TEXT PROVIDED:
# One that got away



## kvom (Aug 27, 2008)

I had the winning bid for a Kondia mill on eBay until the last 8 seconds last night. Sniper got me. 

I'm going to look at a Bridgeport on Friday unless it's sold by then.

In the meantime, no progress on the new shop for the past two days because of heavy rain. So far garage level is framed and sheathed.


----------



## Kludge (Sep 28, 2008)

kvom  said:
			
		

> I had the winning bid for a Kondia mill on eBay until the last 8 seconds last night. Sniper got me.



Then snipe back! Usually if you can cut it as close as a second, you're in good shape. Not that I would have any first hand knowledge, of course. :

Best regards,

Kludge


----------



## wareagle (Sep 28, 2008)

That is the thing that really turns me off about Ebay. You go through, find what you need, put up a bid and all roll along until some a$$#@!& snipes you with just a few seconds left. Then you have the risk of not getting what you think you are, or the item is not as it is described, then seller drags their feet shipping it to you, etc., etc. Just more variables than I want to deal with!!

So, because of that, if I need something, I just go buy it out right. I'd rather spend a bit extra and deal with a reputable company than to mess with Ebay. And in my experience, for the stuff I have bought through Ebay, I am not saving very much money anyway. :


----------



## shred (Sep 29, 2008)

WORK INSTRUCTIONS:
[1] In the forum thread about eBay sniping, which machine does kvom plan to look at on Friday?
[2] Copy the forum thread about eBay sniping from "So, because of" up to and including "(Sep 29, 2008)".

DATA LINES:
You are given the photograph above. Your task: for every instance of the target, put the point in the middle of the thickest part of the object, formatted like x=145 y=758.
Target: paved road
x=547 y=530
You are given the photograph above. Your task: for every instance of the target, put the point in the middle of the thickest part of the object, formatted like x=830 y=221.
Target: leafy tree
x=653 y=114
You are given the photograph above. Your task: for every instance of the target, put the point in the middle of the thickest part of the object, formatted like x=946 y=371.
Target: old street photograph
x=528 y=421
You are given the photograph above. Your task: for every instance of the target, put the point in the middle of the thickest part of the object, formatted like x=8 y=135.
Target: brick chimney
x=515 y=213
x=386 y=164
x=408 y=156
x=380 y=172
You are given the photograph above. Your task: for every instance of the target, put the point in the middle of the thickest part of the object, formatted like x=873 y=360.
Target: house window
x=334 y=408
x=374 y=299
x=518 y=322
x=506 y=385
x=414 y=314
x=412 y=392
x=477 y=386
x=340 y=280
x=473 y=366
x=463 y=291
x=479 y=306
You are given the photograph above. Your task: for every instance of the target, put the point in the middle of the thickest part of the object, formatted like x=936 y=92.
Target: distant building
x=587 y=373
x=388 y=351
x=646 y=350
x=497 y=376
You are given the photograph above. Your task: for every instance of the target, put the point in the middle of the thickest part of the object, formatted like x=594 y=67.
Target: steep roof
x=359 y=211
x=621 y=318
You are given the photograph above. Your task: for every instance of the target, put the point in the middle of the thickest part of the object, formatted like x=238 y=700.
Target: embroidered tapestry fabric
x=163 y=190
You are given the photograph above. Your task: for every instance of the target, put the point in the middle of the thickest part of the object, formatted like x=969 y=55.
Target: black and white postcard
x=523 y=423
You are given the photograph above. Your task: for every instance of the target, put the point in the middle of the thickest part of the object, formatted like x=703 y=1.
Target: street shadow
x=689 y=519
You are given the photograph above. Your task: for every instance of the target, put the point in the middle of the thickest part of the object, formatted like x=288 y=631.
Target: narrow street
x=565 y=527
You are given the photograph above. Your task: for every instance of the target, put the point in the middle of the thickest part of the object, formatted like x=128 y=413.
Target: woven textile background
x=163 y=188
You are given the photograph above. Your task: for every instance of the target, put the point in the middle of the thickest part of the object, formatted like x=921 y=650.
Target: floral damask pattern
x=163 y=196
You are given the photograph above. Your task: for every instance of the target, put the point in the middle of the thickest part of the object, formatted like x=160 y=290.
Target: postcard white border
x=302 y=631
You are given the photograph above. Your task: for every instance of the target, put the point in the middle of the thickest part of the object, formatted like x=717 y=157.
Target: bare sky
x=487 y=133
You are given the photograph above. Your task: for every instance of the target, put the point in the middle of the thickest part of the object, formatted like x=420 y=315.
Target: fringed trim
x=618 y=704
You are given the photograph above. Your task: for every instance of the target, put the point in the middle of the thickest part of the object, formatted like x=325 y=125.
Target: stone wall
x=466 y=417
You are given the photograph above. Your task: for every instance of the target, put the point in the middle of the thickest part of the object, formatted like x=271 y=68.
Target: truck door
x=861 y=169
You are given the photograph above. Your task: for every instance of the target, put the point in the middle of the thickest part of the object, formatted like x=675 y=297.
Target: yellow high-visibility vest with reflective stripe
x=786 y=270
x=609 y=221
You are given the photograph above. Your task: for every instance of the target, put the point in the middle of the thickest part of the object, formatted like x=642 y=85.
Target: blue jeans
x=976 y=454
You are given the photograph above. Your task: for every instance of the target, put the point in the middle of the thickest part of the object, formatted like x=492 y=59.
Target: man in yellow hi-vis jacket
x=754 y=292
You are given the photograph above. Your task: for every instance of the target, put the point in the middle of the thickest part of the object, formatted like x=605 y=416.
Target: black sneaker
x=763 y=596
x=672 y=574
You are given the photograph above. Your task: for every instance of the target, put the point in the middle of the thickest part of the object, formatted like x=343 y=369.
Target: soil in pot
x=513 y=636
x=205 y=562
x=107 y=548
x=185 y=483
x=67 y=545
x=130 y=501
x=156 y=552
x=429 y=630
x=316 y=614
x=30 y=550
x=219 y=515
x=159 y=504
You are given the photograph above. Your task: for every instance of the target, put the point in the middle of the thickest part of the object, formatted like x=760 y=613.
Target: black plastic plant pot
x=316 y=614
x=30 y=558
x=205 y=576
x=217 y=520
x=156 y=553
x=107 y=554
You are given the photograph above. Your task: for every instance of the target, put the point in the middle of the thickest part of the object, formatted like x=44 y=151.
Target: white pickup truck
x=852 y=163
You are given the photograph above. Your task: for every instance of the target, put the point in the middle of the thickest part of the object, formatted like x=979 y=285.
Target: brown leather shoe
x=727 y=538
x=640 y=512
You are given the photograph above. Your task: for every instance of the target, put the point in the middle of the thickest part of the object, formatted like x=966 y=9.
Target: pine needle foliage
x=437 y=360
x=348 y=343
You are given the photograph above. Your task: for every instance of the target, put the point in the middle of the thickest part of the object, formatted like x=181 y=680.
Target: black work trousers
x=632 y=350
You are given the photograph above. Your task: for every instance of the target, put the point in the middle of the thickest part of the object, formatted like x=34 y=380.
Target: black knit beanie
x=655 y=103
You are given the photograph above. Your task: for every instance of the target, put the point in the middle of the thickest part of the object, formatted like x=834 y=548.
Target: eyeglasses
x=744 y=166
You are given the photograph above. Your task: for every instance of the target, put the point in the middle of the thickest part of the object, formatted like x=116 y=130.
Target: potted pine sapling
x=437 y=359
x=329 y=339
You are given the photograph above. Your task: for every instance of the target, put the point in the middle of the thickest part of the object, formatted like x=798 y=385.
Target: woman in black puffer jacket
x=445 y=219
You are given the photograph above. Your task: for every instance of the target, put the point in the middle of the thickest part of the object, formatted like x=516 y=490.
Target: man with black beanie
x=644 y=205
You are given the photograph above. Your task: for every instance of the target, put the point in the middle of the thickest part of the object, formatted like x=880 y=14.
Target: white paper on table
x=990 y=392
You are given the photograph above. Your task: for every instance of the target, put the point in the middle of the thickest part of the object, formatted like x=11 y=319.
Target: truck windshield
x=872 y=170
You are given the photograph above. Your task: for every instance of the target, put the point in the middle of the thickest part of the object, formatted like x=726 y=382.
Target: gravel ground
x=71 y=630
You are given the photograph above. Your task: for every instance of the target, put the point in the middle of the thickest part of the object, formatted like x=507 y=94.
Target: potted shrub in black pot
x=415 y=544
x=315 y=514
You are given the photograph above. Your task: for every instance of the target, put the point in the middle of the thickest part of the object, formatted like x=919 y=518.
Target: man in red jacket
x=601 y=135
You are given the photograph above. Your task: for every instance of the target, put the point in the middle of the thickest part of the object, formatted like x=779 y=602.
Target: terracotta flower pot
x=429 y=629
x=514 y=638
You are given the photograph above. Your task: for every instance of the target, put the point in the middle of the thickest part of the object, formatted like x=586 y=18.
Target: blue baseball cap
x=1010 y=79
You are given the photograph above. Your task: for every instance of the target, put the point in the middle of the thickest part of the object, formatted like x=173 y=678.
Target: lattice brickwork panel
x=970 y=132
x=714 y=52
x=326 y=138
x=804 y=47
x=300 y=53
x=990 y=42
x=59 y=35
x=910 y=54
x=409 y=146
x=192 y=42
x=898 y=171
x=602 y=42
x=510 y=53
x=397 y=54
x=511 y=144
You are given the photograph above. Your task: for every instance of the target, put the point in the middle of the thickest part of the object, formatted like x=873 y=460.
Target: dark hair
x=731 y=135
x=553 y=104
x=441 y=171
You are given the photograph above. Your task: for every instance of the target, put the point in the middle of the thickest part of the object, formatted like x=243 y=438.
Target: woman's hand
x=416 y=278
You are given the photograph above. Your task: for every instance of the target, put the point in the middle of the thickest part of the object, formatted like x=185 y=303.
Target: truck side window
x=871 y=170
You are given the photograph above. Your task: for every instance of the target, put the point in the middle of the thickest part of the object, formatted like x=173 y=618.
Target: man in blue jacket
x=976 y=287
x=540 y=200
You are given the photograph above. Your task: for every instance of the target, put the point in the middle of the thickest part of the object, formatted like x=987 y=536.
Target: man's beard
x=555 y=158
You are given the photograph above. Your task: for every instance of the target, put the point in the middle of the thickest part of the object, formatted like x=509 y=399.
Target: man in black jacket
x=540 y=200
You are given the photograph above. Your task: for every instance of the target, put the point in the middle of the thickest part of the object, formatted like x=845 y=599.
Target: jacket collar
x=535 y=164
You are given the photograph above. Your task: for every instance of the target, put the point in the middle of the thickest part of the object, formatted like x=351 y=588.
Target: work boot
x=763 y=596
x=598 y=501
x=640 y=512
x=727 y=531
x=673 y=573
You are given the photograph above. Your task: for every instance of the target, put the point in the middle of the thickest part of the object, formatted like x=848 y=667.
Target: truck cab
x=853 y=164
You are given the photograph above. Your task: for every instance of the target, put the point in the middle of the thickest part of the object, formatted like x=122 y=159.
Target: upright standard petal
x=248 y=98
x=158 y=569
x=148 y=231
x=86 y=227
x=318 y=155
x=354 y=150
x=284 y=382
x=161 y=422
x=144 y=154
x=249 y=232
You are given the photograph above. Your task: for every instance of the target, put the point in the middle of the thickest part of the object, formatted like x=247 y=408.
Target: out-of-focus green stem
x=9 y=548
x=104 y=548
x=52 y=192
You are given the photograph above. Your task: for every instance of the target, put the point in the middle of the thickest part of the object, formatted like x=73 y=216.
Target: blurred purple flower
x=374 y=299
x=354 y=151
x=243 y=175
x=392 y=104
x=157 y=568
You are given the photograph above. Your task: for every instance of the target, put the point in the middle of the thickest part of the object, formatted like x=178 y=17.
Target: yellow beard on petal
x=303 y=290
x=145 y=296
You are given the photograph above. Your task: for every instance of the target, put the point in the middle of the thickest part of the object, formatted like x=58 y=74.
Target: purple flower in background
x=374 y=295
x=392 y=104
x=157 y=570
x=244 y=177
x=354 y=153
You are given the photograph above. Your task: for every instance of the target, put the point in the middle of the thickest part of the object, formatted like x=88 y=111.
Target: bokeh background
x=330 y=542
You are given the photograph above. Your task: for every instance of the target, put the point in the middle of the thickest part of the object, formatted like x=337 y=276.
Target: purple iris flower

ANSWERS TO THE PROBLEMS:
[1] A Bridgeport.

[2]
So, because of that, if I need something, I just go buy it out right. I'd rather spend a bit extra and deal with a reputable company than to mess with Ebay. And in my experience, for the stuff I have bought through Ebay, I am not saving very much money anyway. :


----------



## shred (Sep 29, 2008)